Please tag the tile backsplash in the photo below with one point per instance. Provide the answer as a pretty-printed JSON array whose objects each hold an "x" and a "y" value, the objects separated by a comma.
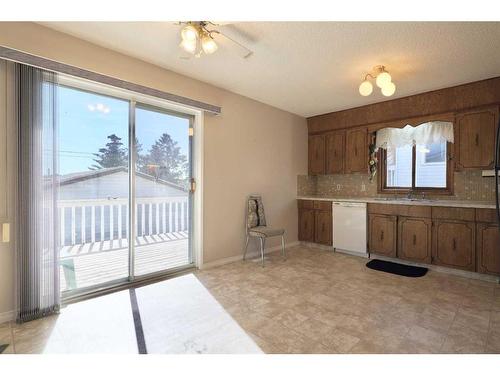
[{"x": 468, "y": 185}]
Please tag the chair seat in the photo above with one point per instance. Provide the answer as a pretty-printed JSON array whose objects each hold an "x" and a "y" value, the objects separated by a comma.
[{"x": 264, "y": 231}]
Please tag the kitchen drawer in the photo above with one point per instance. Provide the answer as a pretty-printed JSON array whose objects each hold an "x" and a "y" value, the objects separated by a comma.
[
  {"x": 323, "y": 205},
  {"x": 486, "y": 215},
  {"x": 383, "y": 209},
  {"x": 454, "y": 213},
  {"x": 305, "y": 204},
  {"x": 414, "y": 211}
]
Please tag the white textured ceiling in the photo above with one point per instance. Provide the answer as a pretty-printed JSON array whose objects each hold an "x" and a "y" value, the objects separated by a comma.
[{"x": 309, "y": 68}]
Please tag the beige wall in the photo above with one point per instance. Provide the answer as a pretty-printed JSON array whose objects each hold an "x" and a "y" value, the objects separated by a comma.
[{"x": 251, "y": 147}]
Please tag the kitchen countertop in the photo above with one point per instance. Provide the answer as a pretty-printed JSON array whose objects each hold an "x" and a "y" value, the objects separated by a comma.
[{"x": 419, "y": 202}]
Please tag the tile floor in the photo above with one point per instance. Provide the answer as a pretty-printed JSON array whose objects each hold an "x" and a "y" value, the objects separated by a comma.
[{"x": 314, "y": 302}]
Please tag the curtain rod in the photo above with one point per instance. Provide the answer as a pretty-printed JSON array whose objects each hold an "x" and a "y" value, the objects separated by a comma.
[{"x": 41, "y": 62}]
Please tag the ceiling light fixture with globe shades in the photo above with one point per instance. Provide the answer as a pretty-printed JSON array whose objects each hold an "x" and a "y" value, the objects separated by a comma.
[
  {"x": 201, "y": 37},
  {"x": 382, "y": 79},
  {"x": 197, "y": 39}
]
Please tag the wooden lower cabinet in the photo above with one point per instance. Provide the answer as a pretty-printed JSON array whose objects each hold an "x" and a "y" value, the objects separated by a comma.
[
  {"x": 315, "y": 222},
  {"x": 382, "y": 231},
  {"x": 454, "y": 244},
  {"x": 414, "y": 239},
  {"x": 306, "y": 225},
  {"x": 323, "y": 227},
  {"x": 488, "y": 248}
]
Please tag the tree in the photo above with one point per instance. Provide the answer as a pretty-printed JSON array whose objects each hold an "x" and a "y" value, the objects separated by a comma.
[
  {"x": 165, "y": 161},
  {"x": 113, "y": 155}
]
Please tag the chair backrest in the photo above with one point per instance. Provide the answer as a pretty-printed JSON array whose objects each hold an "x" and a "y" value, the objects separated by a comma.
[{"x": 255, "y": 215}]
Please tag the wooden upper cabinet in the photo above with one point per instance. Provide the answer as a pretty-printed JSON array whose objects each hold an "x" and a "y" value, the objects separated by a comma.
[
  {"x": 454, "y": 244},
  {"x": 316, "y": 153},
  {"x": 382, "y": 231},
  {"x": 414, "y": 239},
  {"x": 323, "y": 227},
  {"x": 356, "y": 150},
  {"x": 488, "y": 248},
  {"x": 475, "y": 133},
  {"x": 335, "y": 146}
]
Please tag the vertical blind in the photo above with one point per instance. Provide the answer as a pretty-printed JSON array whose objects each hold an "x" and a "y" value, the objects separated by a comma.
[{"x": 38, "y": 277}]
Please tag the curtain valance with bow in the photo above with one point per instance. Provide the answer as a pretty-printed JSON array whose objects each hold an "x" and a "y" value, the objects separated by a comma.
[{"x": 424, "y": 134}]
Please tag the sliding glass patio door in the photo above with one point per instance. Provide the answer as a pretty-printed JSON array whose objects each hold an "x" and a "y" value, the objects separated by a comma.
[
  {"x": 108, "y": 196},
  {"x": 162, "y": 190},
  {"x": 94, "y": 191}
]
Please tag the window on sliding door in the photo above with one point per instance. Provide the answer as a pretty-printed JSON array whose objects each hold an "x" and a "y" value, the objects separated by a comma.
[
  {"x": 103, "y": 202},
  {"x": 161, "y": 184},
  {"x": 94, "y": 191}
]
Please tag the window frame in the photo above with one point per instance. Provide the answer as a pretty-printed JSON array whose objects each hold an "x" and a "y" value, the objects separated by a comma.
[{"x": 382, "y": 175}]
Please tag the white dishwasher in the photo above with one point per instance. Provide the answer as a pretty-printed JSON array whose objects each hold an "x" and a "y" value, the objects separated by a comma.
[{"x": 349, "y": 228}]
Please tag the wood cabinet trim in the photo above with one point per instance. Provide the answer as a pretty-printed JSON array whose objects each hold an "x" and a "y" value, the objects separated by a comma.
[
  {"x": 393, "y": 231},
  {"x": 483, "y": 265},
  {"x": 462, "y": 153},
  {"x": 451, "y": 99},
  {"x": 471, "y": 266},
  {"x": 400, "y": 251}
]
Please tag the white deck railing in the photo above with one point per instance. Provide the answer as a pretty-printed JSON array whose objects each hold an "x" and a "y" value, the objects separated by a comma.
[{"x": 94, "y": 220}]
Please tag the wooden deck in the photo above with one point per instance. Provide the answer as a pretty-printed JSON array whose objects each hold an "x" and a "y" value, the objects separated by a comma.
[{"x": 95, "y": 263}]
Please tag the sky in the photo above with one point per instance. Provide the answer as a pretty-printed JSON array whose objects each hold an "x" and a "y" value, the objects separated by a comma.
[{"x": 86, "y": 119}]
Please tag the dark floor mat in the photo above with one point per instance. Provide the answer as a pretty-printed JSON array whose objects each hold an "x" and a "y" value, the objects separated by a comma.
[{"x": 396, "y": 268}]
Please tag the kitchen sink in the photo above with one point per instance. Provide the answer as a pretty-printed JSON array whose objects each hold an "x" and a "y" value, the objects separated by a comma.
[{"x": 388, "y": 199}]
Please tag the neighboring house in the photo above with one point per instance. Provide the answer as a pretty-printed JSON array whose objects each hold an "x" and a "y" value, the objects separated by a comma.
[
  {"x": 112, "y": 183},
  {"x": 93, "y": 206},
  {"x": 431, "y": 166}
]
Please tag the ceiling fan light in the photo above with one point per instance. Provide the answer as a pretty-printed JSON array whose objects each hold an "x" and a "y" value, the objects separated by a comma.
[
  {"x": 389, "y": 89},
  {"x": 365, "y": 88},
  {"x": 189, "y": 45},
  {"x": 189, "y": 33},
  {"x": 208, "y": 44},
  {"x": 383, "y": 79}
]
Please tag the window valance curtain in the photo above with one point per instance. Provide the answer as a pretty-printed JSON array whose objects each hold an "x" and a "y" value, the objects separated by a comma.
[{"x": 424, "y": 134}]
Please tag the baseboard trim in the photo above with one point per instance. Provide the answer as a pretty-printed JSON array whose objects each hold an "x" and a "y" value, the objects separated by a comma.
[
  {"x": 7, "y": 316},
  {"x": 250, "y": 255},
  {"x": 433, "y": 267},
  {"x": 313, "y": 245}
]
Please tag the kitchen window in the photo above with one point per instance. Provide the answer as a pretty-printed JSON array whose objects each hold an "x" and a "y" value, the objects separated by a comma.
[{"x": 408, "y": 165}]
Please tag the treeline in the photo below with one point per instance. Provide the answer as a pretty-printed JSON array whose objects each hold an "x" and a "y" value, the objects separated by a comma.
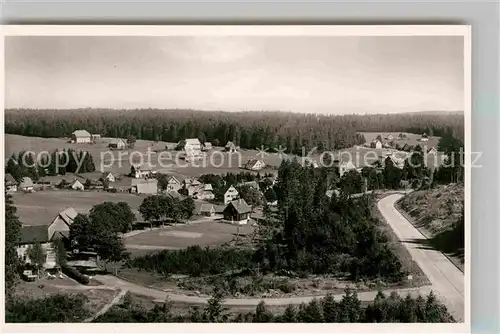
[
  {"x": 383, "y": 309},
  {"x": 247, "y": 129},
  {"x": 33, "y": 166}
]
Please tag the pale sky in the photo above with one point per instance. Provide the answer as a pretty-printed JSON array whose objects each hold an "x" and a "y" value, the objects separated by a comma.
[{"x": 334, "y": 75}]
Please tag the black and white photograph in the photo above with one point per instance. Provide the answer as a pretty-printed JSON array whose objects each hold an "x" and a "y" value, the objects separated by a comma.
[{"x": 237, "y": 174}]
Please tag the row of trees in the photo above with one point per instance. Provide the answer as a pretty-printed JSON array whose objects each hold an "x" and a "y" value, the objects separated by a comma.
[
  {"x": 388, "y": 309},
  {"x": 247, "y": 129},
  {"x": 162, "y": 207},
  {"x": 58, "y": 162}
]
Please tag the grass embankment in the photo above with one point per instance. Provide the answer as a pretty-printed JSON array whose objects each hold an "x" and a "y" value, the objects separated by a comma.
[{"x": 438, "y": 214}]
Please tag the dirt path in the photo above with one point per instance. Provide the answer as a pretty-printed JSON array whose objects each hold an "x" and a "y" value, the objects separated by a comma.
[
  {"x": 114, "y": 282},
  {"x": 446, "y": 279},
  {"x": 106, "y": 307}
]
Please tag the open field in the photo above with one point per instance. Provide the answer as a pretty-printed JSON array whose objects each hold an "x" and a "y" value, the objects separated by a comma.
[
  {"x": 40, "y": 208},
  {"x": 412, "y": 139},
  {"x": 174, "y": 237}
]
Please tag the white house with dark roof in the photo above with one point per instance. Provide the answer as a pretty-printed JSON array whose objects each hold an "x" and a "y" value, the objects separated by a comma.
[
  {"x": 10, "y": 183},
  {"x": 237, "y": 212},
  {"x": 81, "y": 137},
  {"x": 230, "y": 195},
  {"x": 255, "y": 164},
  {"x": 26, "y": 184}
]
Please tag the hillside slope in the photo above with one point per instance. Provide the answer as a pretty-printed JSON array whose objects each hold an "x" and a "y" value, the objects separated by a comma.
[{"x": 438, "y": 214}]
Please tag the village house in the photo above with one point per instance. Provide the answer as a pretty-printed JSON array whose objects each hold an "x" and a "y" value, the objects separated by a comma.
[
  {"x": 44, "y": 235},
  {"x": 144, "y": 186},
  {"x": 10, "y": 183},
  {"x": 237, "y": 212},
  {"x": 77, "y": 185},
  {"x": 432, "y": 150},
  {"x": 344, "y": 166},
  {"x": 376, "y": 144},
  {"x": 26, "y": 184},
  {"x": 230, "y": 147},
  {"x": 173, "y": 184},
  {"x": 255, "y": 164},
  {"x": 117, "y": 144},
  {"x": 230, "y": 195},
  {"x": 81, "y": 137},
  {"x": 204, "y": 192},
  {"x": 139, "y": 173},
  {"x": 207, "y": 146},
  {"x": 207, "y": 210},
  {"x": 108, "y": 176}
]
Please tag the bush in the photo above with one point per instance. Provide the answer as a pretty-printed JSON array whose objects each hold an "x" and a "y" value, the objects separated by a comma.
[{"x": 75, "y": 274}]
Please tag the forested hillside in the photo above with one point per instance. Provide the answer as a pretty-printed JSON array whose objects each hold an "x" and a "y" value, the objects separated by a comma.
[{"x": 250, "y": 129}]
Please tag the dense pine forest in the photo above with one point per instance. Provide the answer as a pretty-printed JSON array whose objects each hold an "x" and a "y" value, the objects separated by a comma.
[{"x": 250, "y": 129}]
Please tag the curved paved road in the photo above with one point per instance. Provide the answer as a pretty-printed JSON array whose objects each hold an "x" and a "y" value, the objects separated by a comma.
[{"x": 446, "y": 279}]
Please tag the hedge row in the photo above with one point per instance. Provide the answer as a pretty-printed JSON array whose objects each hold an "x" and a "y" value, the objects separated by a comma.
[{"x": 75, "y": 274}]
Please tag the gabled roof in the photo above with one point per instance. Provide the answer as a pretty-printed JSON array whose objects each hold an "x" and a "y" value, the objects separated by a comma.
[
  {"x": 193, "y": 141},
  {"x": 33, "y": 234},
  {"x": 232, "y": 188},
  {"x": 207, "y": 208},
  {"x": 81, "y": 133},
  {"x": 240, "y": 206},
  {"x": 9, "y": 179},
  {"x": 68, "y": 215}
]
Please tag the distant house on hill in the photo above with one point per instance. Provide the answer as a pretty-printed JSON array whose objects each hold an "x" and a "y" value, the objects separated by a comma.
[
  {"x": 139, "y": 173},
  {"x": 432, "y": 150},
  {"x": 10, "y": 183},
  {"x": 117, "y": 144},
  {"x": 230, "y": 195},
  {"x": 230, "y": 147},
  {"x": 237, "y": 212},
  {"x": 207, "y": 146},
  {"x": 255, "y": 164},
  {"x": 108, "y": 176},
  {"x": 189, "y": 144},
  {"x": 144, "y": 186},
  {"x": 81, "y": 137},
  {"x": 173, "y": 184},
  {"x": 376, "y": 144},
  {"x": 77, "y": 185},
  {"x": 26, "y": 184}
]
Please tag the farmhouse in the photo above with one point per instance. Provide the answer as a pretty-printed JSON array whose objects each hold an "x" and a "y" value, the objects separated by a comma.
[
  {"x": 376, "y": 144},
  {"x": 26, "y": 184},
  {"x": 237, "y": 212},
  {"x": 344, "y": 166},
  {"x": 139, "y": 173},
  {"x": 81, "y": 137},
  {"x": 230, "y": 147},
  {"x": 108, "y": 176},
  {"x": 230, "y": 195},
  {"x": 117, "y": 144},
  {"x": 254, "y": 164},
  {"x": 432, "y": 150},
  {"x": 45, "y": 234},
  {"x": 207, "y": 210},
  {"x": 207, "y": 146},
  {"x": 77, "y": 185},
  {"x": 144, "y": 186},
  {"x": 173, "y": 184},
  {"x": 10, "y": 183}
]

────────

Look above for the line that holds "Please tag the curved", then copy it and each line after it exactly, through the last line of the data.

Please tag the curved paved road in the photo above with one point per instance. Provide the answer as a pretty-printed JSON array whose objects each hold an "x" and a "y" value, the objects separated by a comma.
[{"x": 446, "y": 279}]
Please tag the hedge row in the photo above with one point per instance. Provide the answer as a pretty-printed JSON array whose objects each hold an "x" and a "y" value, the objects separated by a comma.
[{"x": 75, "y": 274}]
Please tag the gabled roof in the photo above with one point per instance. Provide the answer as a pretty-printed JSON array whose objects each hold an "x" and a "y" value, the objects separated by a comma.
[
  {"x": 193, "y": 141},
  {"x": 33, "y": 234},
  {"x": 232, "y": 188},
  {"x": 207, "y": 208},
  {"x": 81, "y": 133},
  {"x": 240, "y": 206},
  {"x": 9, "y": 179},
  {"x": 68, "y": 215}
]
Please tag the distant house on hill in the photo above with one point per instance. Provide the answer as a pretty-printed JSON array whose objects each hold an "x" and a "y" value, the objects separated by a comma.
[
  {"x": 139, "y": 173},
  {"x": 432, "y": 150},
  {"x": 10, "y": 183},
  {"x": 117, "y": 144},
  {"x": 230, "y": 195},
  {"x": 230, "y": 147},
  {"x": 237, "y": 212},
  {"x": 207, "y": 146},
  {"x": 255, "y": 164},
  {"x": 108, "y": 176},
  {"x": 189, "y": 144},
  {"x": 144, "y": 186},
  {"x": 81, "y": 137},
  {"x": 173, "y": 184},
  {"x": 376, "y": 144},
  {"x": 77, "y": 185},
  {"x": 26, "y": 184}
]
Please tag the farmhouse in the photo above with one point per instance. Provide the answer as a pretty-printed JSON array whose objects each hold an "x" and a "y" value, the objects separated by a comma.
[
  {"x": 376, "y": 144},
  {"x": 26, "y": 184},
  {"x": 237, "y": 212},
  {"x": 344, "y": 166},
  {"x": 139, "y": 173},
  {"x": 81, "y": 137},
  {"x": 230, "y": 147},
  {"x": 108, "y": 176},
  {"x": 230, "y": 195},
  {"x": 117, "y": 144},
  {"x": 254, "y": 164},
  {"x": 432, "y": 150},
  {"x": 45, "y": 234},
  {"x": 207, "y": 210},
  {"x": 207, "y": 146},
  {"x": 77, "y": 185},
  {"x": 144, "y": 186},
  {"x": 173, "y": 184},
  {"x": 10, "y": 183}
]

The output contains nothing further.